[Opening Given entries section]
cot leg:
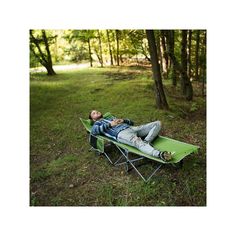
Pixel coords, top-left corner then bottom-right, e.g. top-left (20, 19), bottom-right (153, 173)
top-left (126, 162), bottom-right (132, 172)
top-left (103, 152), bottom-right (114, 164)
top-left (146, 164), bottom-right (162, 182)
top-left (127, 160), bottom-right (148, 182)
top-left (89, 147), bottom-right (114, 164)
top-left (127, 161), bottom-right (162, 182)
top-left (114, 145), bottom-right (164, 182)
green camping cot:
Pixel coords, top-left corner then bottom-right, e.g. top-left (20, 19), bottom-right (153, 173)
top-left (80, 112), bottom-right (199, 182)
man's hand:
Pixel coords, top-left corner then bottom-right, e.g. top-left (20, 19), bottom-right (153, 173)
top-left (116, 119), bottom-right (124, 124)
top-left (110, 119), bottom-right (124, 126)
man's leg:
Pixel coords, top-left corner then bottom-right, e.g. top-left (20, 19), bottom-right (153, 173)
top-left (132, 121), bottom-right (161, 143)
top-left (117, 128), bottom-right (160, 157)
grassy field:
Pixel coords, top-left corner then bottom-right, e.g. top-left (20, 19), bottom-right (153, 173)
top-left (30, 66), bottom-right (206, 206)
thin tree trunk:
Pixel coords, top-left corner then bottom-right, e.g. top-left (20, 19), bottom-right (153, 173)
top-left (41, 30), bottom-right (56, 75)
top-left (141, 44), bottom-right (151, 62)
top-left (97, 30), bottom-right (103, 67)
top-left (146, 30), bottom-right (169, 110)
top-left (115, 30), bottom-right (120, 66)
top-left (159, 31), bottom-right (165, 77)
top-left (167, 30), bottom-right (177, 86)
top-left (202, 30), bottom-right (207, 96)
top-left (120, 54), bottom-right (123, 64)
top-left (155, 31), bottom-right (163, 75)
top-left (106, 30), bottom-right (113, 65)
top-left (181, 30), bottom-right (188, 94)
top-left (88, 38), bottom-right (93, 67)
top-left (135, 53), bottom-right (139, 64)
top-left (188, 30), bottom-right (192, 79)
top-left (166, 30), bottom-right (193, 100)
top-left (181, 30), bottom-right (193, 100)
top-left (160, 30), bottom-right (168, 79)
top-left (30, 43), bottom-right (46, 68)
top-left (195, 30), bottom-right (200, 80)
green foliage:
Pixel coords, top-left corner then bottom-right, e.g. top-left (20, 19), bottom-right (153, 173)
top-left (30, 50), bottom-right (40, 68)
top-left (190, 102), bottom-right (198, 112)
top-left (30, 28), bottom-right (206, 86)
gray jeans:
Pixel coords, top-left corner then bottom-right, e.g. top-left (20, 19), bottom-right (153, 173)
top-left (117, 121), bottom-right (161, 157)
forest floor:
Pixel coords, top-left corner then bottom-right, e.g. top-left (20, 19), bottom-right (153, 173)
top-left (30, 65), bottom-right (206, 206)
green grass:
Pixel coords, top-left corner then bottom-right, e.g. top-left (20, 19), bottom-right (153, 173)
top-left (30, 66), bottom-right (206, 206)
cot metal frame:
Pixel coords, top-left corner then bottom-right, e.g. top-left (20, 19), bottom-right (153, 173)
top-left (89, 136), bottom-right (164, 182)
top-left (115, 145), bottom-right (163, 182)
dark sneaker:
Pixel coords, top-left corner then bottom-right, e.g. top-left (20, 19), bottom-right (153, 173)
top-left (159, 151), bottom-right (173, 161)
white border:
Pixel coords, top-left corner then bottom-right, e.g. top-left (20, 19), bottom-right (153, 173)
top-left (1, 0), bottom-right (236, 235)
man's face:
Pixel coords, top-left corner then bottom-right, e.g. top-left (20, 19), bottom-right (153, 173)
top-left (90, 110), bottom-right (103, 121)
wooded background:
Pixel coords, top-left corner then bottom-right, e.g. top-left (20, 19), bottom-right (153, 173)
top-left (30, 29), bottom-right (207, 206)
top-left (30, 29), bottom-right (206, 109)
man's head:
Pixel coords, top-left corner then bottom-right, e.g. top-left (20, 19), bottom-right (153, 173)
top-left (89, 110), bottom-right (103, 121)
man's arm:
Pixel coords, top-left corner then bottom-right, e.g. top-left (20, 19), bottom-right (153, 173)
top-left (111, 118), bottom-right (134, 126)
top-left (123, 119), bottom-right (134, 126)
top-left (91, 121), bottom-right (111, 135)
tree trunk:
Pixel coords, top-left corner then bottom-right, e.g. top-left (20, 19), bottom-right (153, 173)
top-left (155, 31), bottom-right (163, 75)
top-left (44, 64), bottom-right (56, 75)
top-left (160, 30), bottom-right (169, 79)
top-left (166, 30), bottom-right (193, 100)
top-left (201, 30), bottom-right (207, 96)
top-left (146, 30), bottom-right (169, 110)
top-left (166, 30), bottom-right (177, 86)
top-left (41, 30), bottom-right (56, 75)
top-left (141, 44), bottom-right (151, 62)
top-left (181, 30), bottom-right (193, 100)
top-left (181, 30), bottom-right (188, 94)
top-left (97, 30), bottom-right (104, 67)
top-left (106, 30), bottom-right (113, 66)
top-left (30, 30), bottom-right (56, 76)
top-left (115, 30), bottom-right (120, 66)
top-left (88, 38), bottom-right (93, 67)
top-left (195, 30), bottom-right (200, 80)
top-left (188, 30), bottom-right (192, 79)
top-left (159, 31), bottom-right (164, 76)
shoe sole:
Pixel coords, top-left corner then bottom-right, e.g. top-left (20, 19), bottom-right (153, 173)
top-left (164, 152), bottom-right (175, 161)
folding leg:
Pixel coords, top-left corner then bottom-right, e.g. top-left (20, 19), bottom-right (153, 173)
top-left (89, 146), bottom-right (112, 163)
top-left (88, 132), bottom-right (119, 165)
top-left (115, 145), bottom-right (163, 182)
top-left (88, 135), bottom-right (163, 182)
top-left (89, 142), bottom-right (128, 166)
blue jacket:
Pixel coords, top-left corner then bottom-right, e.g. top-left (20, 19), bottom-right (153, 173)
top-left (91, 116), bottom-right (134, 140)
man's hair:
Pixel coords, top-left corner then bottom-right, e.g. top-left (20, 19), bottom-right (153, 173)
top-left (88, 111), bottom-right (95, 125)
top-left (88, 110), bottom-right (103, 124)
top-left (88, 110), bottom-right (93, 120)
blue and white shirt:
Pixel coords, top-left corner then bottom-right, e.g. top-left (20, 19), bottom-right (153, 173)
top-left (91, 116), bottom-right (134, 140)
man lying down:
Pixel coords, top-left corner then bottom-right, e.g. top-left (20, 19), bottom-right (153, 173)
top-left (89, 110), bottom-right (173, 161)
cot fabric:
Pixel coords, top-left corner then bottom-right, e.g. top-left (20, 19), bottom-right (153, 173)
top-left (80, 112), bottom-right (199, 164)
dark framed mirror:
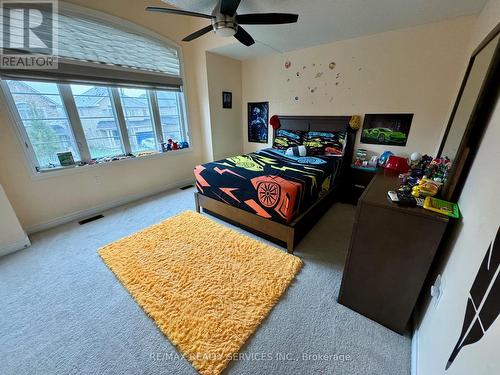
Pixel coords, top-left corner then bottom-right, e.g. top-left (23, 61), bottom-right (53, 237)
top-left (438, 23), bottom-right (500, 201)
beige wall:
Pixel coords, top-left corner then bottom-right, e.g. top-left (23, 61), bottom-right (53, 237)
top-left (241, 17), bottom-right (476, 157)
top-left (415, 82), bottom-right (500, 375)
top-left (0, 0), bottom-right (233, 232)
top-left (415, 2), bottom-right (500, 374)
top-left (0, 184), bottom-right (29, 256)
top-left (206, 52), bottom-right (243, 160)
top-left (469, 0), bottom-right (500, 49)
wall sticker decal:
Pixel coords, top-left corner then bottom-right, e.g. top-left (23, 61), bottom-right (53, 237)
top-left (247, 102), bottom-right (269, 143)
top-left (446, 227), bottom-right (499, 370)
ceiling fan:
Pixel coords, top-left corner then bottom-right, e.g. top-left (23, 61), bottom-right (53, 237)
top-left (146, 0), bottom-right (299, 47)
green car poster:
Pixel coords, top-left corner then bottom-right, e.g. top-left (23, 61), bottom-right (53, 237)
top-left (361, 114), bottom-right (413, 146)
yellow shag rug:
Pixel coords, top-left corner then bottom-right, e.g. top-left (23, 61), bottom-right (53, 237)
top-left (99, 210), bottom-right (302, 375)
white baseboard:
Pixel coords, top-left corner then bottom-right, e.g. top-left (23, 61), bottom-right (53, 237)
top-left (410, 298), bottom-right (422, 375)
top-left (25, 178), bottom-right (194, 234)
top-left (411, 326), bottom-right (418, 375)
top-left (0, 236), bottom-right (31, 257)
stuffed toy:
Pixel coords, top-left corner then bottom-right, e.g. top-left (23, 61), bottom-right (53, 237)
top-left (349, 115), bottom-right (361, 130)
top-left (269, 115), bottom-right (281, 130)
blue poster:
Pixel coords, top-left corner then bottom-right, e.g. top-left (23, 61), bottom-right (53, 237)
top-left (248, 102), bottom-right (269, 143)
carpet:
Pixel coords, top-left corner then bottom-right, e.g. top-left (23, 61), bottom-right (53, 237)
top-left (98, 210), bottom-right (302, 375)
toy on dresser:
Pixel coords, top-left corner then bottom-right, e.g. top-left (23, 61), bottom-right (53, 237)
top-left (161, 139), bottom-right (189, 152)
top-left (354, 149), bottom-right (368, 167)
top-left (352, 149), bottom-right (379, 170)
top-left (394, 153), bottom-right (453, 206)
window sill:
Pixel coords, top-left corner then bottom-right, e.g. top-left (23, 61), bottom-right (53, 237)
top-left (30, 148), bottom-right (193, 180)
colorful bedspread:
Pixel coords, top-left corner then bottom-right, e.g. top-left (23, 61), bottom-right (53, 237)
top-left (194, 149), bottom-right (341, 224)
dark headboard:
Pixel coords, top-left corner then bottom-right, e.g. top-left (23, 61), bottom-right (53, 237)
top-left (275, 115), bottom-right (352, 134)
top-left (274, 115), bottom-right (358, 181)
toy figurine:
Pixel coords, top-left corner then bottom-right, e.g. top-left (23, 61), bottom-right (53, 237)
top-left (378, 151), bottom-right (393, 167)
top-left (409, 154), bottom-right (433, 178)
top-left (424, 157), bottom-right (451, 182)
top-left (167, 139), bottom-right (179, 151)
top-left (411, 178), bottom-right (441, 197)
top-left (410, 152), bottom-right (422, 168)
top-left (368, 155), bottom-right (379, 168)
top-left (410, 152), bottom-right (422, 162)
top-left (354, 148), bottom-right (367, 167)
top-left (397, 153), bottom-right (452, 200)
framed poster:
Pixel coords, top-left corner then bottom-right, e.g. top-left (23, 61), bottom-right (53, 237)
top-left (248, 102), bottom-right (269, 143)
top-left (361, 113), bottom-right (414, 146)
top-left (222, 91), bottom-right (232, 109)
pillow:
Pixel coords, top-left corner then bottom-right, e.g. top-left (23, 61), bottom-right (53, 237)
top-left (285, 145), bottom-right (307, 157)
top-left (272, 129), bottom-right (304, 150)
top-left (304, 131), bottom-right (346, 155)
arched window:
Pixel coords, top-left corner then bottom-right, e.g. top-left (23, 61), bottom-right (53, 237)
top-left (0, 4), bottom-right (189, 172)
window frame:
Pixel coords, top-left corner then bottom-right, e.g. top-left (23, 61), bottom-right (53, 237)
top-left (0, 2), bottom-right (192, 179)
top-left (59, 83), bottom-right (92, 161)
top-left (0, 79), bottom-right (191, 178)
top-left (68, 85), bottom-right (126, 160)
top-left (115, 87), bottom-right (158, 154)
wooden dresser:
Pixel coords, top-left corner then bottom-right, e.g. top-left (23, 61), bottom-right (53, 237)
top-left (338, 174), bottom-right (449, 334)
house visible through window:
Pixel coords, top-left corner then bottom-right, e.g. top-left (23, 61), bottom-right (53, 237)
top-left (118, 88), bottom-right (157, 154)
top-left (3, 80), bottom-right (189, 171)
top-left (0, 5), bottom-right (188, 173)
top-left (157, 90), bottom-right (185, 143)
top-left (17, 102), bottom-right (31, 119)
top-left (71, 84), bottom-right (124, 159)
top-left (6, 80), bottom-right (81, 168)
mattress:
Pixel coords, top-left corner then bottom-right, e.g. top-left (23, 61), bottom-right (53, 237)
top-left (194, 148), bottom-right (341, 224)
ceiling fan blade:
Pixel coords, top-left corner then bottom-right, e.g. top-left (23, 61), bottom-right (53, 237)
top-left (220, 0), bottom-right (241, 16)
top-left (182, 25), bottom-right (214, 42)
top-left (146, 6), bottom-right (214, 19)
top-left (236, 13), bottom-right (299, 25)
top-left (234, 26), bottom-right (255, 47)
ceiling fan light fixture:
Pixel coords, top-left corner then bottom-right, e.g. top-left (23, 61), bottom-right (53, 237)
top-left (146, 0), bottom-right (298, 47)
top-left (213, 17), bottom-right (237, 37)
top-left (215, 26), bottom-right (237, 37)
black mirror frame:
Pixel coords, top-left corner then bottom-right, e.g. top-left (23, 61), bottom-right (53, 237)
top-left (438, 23), bottom-right (500, 201)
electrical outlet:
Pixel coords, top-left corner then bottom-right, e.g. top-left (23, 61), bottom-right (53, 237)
top-left (95, 175), bottom-right (102, 185)
top-left (430, 274), bottom-right (444, 307)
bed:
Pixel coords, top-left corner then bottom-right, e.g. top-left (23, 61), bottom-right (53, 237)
top-left (194, 115), bottom-right (357, 253)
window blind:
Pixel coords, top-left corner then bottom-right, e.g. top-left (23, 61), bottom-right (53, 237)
top-left (0, 6), bottom-right (183, 89)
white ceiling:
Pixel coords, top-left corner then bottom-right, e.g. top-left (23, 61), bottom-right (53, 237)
top-left (163, 0), bottom-right (487, 60)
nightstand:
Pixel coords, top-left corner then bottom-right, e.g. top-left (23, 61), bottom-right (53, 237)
top-left (343, 165), bottom-right (379, 204)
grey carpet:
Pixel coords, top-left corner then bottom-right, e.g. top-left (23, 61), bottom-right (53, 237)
top-left (0, 187), bottom-right (410, 375)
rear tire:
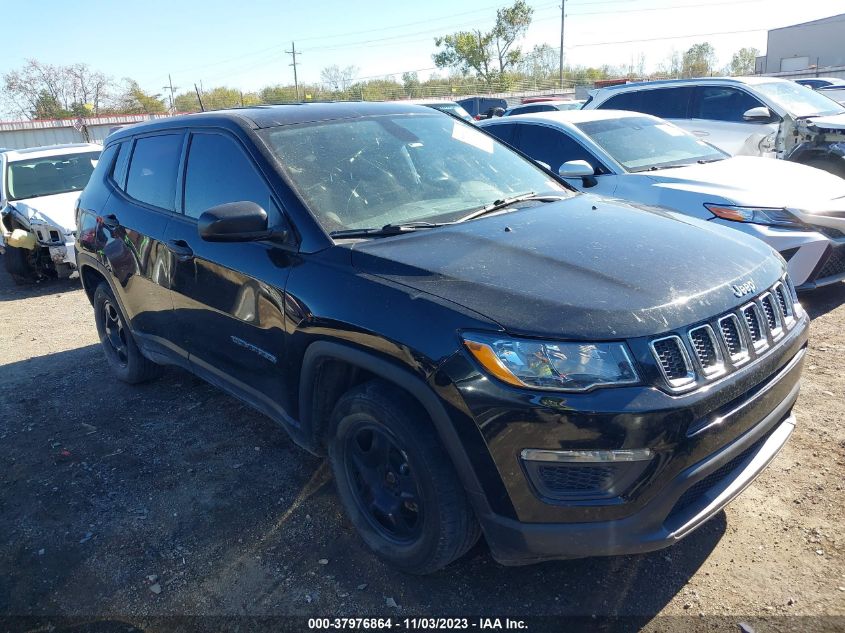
[Closing Given entries section]
Before answering, count every line of the records that contains "ceiling"; the answer is that number and nothing more.

4